─── Excerpted text ───
The ace and the 9 also give us the number 10, a powerful number in itself that brings potential and independence; a number that can stand alone or that can drill down to 1. The number 1 is leadership, passion and energy. So, we have passion, energy, happiness, fulfilment and leadership; but this is now pure Numerology, what about Tarot?
Well, the first two cards could represent the idea of achieving personal fulfilment which can bring happiness and feelings of personal security; but, of course, The Tower is said to bring upheaval and destruction. The duality of the spread and the connection to the numbers now seems quite evident to me. First of all, The Tower is never good; but in Numerology 7 is a number that can suggest that “7” people may be their own worst enemy and so it is possible that the querent may have forced the universe into making changes that they were refusing to make themselves. In this case, and although catastrophic, the forced changes could be allowing the goodness of the ace and 9 to shine through; once the dust has cleared. In that case we then have the duality of the bad and good through the spread rather than The Tower’s power overriding the two ‘weaker’ cards; a partnership rather than a battle? Maybe, but only if we attribute numerological influences.
Taking the cards as pure Tarot I would possibly have said that The Tower represents what could be perceived as catastrophic change; but given the potential for a new beginning bringing success and fulfilment suggested by the ace and the 9, I may have gone on to say that the changes had been necessary and that they only seem traumatic because the querent had refused to contemplate making them.
If I ‘nod’ to the numerological aspect of the cards, my interpretation most likely remains similar but I am now prepared to offer that the Tower itself can represent duality (the querents inaction and The Tower’s action) and that the changes it brings, although frightening and apparently catastrophic, are really simply clearing the path for a future that could be more successful, secure and comfortable than first thought; thereby allowing the potentially joyful implications of the ace and the 9 to come to the fore.
─── Records provided ───
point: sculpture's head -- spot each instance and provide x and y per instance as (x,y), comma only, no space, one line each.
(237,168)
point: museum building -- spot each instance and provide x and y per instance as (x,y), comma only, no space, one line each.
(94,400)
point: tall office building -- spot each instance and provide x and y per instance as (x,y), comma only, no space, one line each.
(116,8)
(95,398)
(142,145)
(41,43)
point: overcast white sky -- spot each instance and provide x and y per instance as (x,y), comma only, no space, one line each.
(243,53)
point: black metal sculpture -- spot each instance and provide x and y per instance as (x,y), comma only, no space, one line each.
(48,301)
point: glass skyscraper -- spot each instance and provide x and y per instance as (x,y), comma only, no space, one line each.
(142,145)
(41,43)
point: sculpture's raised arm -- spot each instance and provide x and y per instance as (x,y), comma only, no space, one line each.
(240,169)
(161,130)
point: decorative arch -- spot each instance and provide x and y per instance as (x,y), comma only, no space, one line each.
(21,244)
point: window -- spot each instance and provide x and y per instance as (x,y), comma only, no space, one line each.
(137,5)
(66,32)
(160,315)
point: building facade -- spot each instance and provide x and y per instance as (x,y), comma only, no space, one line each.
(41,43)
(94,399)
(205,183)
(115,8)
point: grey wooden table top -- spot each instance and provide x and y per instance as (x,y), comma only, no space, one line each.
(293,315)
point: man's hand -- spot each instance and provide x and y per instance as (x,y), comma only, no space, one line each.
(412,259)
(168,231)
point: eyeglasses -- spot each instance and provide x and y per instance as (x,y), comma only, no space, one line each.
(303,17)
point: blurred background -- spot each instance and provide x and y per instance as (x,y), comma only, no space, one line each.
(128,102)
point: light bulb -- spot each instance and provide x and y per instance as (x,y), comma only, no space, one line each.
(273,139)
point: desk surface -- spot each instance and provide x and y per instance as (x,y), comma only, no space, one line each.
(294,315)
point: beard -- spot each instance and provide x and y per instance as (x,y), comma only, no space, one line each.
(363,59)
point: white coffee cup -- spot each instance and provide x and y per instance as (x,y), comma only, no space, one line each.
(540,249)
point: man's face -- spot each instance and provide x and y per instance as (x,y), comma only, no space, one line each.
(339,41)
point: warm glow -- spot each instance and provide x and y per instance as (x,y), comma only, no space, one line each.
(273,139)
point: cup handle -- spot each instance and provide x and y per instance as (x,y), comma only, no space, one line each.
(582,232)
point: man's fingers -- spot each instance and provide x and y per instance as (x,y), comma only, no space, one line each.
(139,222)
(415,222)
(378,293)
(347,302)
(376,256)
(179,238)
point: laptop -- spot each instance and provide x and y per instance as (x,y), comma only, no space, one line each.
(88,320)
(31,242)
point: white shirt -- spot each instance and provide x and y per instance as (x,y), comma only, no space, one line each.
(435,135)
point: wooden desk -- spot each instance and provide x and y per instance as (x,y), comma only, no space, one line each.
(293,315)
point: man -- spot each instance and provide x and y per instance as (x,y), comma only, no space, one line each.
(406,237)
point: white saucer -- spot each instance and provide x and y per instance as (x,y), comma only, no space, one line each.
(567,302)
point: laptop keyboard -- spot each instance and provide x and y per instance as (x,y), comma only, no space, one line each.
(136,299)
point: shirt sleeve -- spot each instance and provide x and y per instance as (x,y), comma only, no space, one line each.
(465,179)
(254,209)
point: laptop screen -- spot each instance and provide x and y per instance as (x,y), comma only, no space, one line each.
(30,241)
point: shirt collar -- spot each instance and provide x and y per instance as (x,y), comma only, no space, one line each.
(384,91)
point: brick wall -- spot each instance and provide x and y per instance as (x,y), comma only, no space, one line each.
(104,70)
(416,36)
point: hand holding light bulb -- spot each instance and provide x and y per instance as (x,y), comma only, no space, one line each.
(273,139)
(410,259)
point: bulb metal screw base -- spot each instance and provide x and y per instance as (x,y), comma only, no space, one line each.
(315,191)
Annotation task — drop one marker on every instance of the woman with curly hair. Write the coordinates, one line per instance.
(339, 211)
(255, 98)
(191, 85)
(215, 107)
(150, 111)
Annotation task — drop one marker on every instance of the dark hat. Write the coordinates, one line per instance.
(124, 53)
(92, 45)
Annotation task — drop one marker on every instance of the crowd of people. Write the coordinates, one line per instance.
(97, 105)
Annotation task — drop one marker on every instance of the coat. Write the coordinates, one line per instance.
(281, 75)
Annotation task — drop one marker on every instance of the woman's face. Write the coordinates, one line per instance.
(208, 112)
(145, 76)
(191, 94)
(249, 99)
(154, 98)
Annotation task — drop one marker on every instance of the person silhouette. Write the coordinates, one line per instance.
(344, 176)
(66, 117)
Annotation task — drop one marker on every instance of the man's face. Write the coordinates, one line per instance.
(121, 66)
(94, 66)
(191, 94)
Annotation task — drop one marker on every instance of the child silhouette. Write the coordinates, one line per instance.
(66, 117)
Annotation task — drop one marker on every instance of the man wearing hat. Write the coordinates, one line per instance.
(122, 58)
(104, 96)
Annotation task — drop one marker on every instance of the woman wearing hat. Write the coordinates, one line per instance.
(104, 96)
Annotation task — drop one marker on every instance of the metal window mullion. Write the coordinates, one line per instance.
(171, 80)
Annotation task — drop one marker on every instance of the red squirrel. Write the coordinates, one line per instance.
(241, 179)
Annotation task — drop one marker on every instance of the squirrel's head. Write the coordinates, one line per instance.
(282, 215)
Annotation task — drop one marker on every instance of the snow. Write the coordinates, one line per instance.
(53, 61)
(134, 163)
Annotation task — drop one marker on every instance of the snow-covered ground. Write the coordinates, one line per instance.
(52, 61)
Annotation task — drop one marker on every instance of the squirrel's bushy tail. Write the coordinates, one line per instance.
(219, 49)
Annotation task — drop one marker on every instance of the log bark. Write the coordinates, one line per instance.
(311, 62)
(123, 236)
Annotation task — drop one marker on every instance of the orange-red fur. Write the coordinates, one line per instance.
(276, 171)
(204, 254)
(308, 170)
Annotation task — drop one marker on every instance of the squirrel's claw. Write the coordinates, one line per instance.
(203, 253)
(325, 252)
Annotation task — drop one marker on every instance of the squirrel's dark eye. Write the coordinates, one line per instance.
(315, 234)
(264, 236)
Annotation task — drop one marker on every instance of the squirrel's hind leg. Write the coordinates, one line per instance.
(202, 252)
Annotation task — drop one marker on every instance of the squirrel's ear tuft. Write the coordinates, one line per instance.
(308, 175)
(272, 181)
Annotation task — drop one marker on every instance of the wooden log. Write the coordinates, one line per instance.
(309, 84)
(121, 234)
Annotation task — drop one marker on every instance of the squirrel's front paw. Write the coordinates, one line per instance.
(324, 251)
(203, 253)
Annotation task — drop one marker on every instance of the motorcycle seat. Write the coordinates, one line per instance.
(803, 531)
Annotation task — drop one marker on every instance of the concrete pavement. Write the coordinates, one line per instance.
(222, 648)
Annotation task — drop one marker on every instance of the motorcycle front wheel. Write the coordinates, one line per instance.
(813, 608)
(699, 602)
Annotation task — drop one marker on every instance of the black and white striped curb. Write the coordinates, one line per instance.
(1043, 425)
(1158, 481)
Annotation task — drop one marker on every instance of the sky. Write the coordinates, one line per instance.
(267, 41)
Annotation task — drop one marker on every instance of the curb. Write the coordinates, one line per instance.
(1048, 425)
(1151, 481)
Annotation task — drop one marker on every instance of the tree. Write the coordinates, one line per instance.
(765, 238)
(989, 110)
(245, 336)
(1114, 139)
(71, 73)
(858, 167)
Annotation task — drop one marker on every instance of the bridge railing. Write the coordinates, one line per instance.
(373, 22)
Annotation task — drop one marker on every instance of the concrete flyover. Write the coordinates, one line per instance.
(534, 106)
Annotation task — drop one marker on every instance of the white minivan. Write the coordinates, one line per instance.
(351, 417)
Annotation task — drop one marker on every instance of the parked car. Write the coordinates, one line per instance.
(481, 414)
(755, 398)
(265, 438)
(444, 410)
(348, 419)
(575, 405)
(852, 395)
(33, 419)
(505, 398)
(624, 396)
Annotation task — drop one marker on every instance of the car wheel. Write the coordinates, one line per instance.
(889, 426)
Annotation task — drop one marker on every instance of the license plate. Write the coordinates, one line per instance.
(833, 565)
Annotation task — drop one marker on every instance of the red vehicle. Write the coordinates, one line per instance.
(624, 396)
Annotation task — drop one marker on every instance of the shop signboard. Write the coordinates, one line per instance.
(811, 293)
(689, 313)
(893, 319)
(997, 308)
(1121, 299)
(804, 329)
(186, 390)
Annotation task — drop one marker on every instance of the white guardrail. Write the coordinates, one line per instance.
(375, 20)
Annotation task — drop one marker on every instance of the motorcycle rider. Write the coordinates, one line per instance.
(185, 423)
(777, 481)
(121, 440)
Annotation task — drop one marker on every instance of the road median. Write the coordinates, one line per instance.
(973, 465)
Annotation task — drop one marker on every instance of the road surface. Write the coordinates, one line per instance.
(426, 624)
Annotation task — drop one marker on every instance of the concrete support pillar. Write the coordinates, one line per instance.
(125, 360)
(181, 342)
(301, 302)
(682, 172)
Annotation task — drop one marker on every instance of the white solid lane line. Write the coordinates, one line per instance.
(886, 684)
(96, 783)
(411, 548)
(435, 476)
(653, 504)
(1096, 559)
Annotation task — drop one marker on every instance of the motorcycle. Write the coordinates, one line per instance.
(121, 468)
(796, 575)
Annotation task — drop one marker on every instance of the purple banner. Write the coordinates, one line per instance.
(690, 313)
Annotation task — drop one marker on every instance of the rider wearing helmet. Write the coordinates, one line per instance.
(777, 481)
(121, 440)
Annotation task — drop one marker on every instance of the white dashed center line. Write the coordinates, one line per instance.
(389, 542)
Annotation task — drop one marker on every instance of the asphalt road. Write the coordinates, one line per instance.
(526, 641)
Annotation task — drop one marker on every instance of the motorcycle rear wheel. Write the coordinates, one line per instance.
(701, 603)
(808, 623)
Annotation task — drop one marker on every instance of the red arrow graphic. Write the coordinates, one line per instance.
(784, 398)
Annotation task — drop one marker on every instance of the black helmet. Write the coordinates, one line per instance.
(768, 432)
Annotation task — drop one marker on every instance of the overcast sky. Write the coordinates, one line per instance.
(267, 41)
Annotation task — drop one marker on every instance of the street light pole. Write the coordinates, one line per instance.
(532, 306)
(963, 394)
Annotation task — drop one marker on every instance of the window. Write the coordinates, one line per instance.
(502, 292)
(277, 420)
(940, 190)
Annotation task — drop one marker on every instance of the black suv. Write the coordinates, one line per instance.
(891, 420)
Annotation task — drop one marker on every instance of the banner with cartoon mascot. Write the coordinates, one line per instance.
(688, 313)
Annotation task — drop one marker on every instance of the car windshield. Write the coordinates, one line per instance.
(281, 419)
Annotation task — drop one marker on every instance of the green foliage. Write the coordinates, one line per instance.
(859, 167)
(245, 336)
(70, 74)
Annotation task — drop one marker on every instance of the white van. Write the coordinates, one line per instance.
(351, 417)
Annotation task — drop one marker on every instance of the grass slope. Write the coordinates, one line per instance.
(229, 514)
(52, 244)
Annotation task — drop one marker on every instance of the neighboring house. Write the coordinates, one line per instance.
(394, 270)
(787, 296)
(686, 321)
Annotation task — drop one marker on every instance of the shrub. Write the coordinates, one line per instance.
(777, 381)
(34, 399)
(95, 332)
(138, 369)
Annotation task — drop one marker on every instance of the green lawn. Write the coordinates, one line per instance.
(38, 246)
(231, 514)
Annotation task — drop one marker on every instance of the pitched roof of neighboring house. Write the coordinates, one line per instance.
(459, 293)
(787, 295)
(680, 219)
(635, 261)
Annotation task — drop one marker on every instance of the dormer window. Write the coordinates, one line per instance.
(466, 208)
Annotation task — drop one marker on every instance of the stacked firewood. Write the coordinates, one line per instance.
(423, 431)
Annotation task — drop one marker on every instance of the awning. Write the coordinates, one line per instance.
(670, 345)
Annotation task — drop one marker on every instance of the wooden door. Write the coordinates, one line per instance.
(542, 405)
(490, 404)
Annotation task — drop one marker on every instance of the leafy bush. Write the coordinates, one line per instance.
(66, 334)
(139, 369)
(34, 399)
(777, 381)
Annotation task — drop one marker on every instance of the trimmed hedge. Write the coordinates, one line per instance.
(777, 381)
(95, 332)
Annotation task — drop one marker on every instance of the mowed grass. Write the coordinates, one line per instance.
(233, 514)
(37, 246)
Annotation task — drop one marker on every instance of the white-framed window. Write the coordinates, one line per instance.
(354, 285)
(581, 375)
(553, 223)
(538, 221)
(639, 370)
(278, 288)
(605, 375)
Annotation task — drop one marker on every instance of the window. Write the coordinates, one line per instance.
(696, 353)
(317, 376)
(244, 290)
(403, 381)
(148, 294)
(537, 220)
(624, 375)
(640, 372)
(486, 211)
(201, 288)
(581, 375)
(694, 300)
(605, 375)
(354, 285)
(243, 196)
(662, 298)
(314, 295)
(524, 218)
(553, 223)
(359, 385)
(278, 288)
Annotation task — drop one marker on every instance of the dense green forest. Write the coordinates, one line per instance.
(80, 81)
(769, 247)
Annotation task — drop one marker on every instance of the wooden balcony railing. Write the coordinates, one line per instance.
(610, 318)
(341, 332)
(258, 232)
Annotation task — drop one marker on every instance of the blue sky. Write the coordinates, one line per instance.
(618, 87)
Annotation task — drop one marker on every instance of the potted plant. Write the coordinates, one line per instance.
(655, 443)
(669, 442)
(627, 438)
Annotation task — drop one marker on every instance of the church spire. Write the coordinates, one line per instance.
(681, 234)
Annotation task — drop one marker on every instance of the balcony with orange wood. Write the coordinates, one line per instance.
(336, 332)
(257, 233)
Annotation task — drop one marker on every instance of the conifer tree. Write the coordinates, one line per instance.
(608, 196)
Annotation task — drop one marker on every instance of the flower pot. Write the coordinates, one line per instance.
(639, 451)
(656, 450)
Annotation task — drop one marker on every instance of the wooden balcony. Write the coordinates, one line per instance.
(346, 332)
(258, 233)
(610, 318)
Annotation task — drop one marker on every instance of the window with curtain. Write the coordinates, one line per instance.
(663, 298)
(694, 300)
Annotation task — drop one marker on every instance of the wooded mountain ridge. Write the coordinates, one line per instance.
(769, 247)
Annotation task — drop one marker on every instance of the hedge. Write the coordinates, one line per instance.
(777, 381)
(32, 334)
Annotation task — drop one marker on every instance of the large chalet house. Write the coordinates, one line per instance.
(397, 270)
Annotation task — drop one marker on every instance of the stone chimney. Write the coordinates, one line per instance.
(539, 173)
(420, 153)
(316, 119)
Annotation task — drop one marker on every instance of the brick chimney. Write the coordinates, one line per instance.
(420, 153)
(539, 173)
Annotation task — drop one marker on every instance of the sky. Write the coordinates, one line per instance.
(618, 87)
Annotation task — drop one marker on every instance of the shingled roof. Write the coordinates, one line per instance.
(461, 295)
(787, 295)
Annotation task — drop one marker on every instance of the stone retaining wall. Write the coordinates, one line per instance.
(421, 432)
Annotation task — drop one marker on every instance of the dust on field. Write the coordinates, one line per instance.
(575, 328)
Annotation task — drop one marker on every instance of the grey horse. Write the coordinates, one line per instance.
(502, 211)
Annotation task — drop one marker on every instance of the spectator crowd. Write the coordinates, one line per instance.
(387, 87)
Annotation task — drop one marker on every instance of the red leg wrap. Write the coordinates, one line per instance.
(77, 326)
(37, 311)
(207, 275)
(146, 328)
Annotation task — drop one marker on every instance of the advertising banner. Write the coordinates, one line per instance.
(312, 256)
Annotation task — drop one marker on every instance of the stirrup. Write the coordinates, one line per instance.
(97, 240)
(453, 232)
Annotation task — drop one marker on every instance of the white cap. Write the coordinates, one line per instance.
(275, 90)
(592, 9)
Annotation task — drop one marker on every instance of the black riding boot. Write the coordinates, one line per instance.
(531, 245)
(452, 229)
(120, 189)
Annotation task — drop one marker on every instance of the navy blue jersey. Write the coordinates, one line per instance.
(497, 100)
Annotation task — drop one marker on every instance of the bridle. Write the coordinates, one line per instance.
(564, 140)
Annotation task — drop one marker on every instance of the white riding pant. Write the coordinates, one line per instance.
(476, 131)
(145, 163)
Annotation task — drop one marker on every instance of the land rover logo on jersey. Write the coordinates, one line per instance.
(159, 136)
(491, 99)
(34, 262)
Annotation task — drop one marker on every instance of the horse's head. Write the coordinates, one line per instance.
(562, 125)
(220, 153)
───
:: Work instruction 1 ::
What qualities does the tarot spread passage assign to the number 1?
:: Work instruction 2 ::
Please carry the tarot spread passage forward, picking up after its final sentence.

:: Answer box 1 ::
Leadership, passion and energy.

:: Answer box 2 ::
Where Numerology and Tarot differ for me is in the idea that the numbers do not always need to be drilled down to single figures to make connections. The Tower is 16 which we have accepted, gives us 7. The card at number 7 in the Major Arcana is The Chariot which can suggest triumph in the face of exceptional challenges. Do you feel, like me, that this emphasises the duality of the spread? Triumph in the Ace and the 9? Exceptional challenges in the Tower?
I’m going to draw a line here, even though there is so much more to discuss around these subjects, but I hope that these paragraphs have at least begun to spark an interest in seeing beyond the cards themselves. We all try to see beyond the symbolism to the true depth of the Tarot and often this forms the basis of tutorials and lessons. I’m an intuitive empath, so I don’t have much choice in what I see sometimes; but I will always at least consider numerological or astrological influences if I’m having difficulty in finding my way through a spread. Even if I know exactly where the cards are taking me, I still sometimes look for confirmation in the numbers.
What I try hard not to do is to overshadow the reading with non-Tarot references; but sometimes it just feels that the querent could benefit from knowing how me and the cards got to what they ended up reading.